Abstract

Torture is a thing of the past in Algeria, says novelist
The place is charming. Luxury, peace and pleasure are the words that spring to mind as one walks down this peaceful street in the hills of Algiers. This shady peak affords a magnificent view of the bay of Algiers which Algerians claim is the most beautiful in the world. We feel proud to be from these shores, born in the cradle of civilisation that is the Mediterranean. What gods have presided here, what conquerors have passed this way, what wonders were conceived in these comings and goings, and what tragedies, too, vast and unforgettable.
The villa I want to talk about is located in this romantic setting, at the highest point of the popular neighbourhood of Belcourt where the quartier of Cervantès ends and Diar El Mahçoul begins, not far from the Stalinist Memorial of the Revolution which children in Algiers call Houbel, after a god from the pre-Islamic Arabic pantheon, protector of thieves and murderers.
---+---
TASK INSTRUCTIONS:
1. Please answer these from the Algiers passage, one line each:
(a) What do Algerians claim about the bay of Algiers?
(b) What do children in Algiers call the Memorial of the Revolution?
(c) At the highest point of which popular neighbourhood is the villa located?
2. Write one more paragraph for the Algiers passage, starting after its last sentence.

RECORDED INFORMATION:
---+---
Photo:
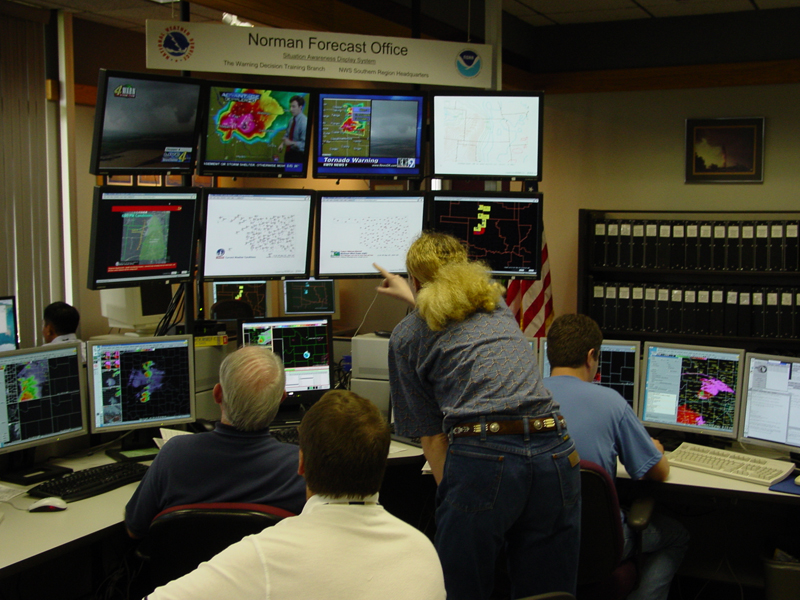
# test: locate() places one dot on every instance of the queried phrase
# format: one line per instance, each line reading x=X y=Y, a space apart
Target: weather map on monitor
---+---
TASK RESULTS:
1.
(a) They claim it is the most beautiful in the world.
(b) They call it Houbel.
(c) Belcourt.

2.
Passing this magnificent Hispano-Moorish palace which recalls the finest moments of mythical Andalusia, one feels a longing to own it, to live the high life there, dreams which would require too much money, too many influential connections. The palace is a listed monument and the headquarters of a very useful public service. Not much is visible from the road — the high surrounding walls afford only a glimpse of the upper storey of the building, the stepped terraces, the frieze of decorative green tiles and tops of the many majestic trees. The grounds are lush and filled with multi-coloured flowers whose heady scents carry far on the breeze. The rest is easy to imagine. Algiers has more than its share of prestigious Hispano-Moorish villas. Not all are ringed with walls of stone – it is possible to admire the finely carved doors and windows, the spiral staircases, the verandas, the glinting mosaics, the covered walkways of pink gravel, the pools shimmering in the sunlight, the ancient trees, the banks of flowers. With a little luck, one might see young women in long gossamer dresses like princesses from the Thousand and One Nights, or even a genie in a djelleba, with a goatee beard, appearing from a lamp or through a wall. Perhaps he is the guardian of these beauties. Type ‘Villa Sésini’ into Google and this marvel will appear in all its white, mysterious splendour.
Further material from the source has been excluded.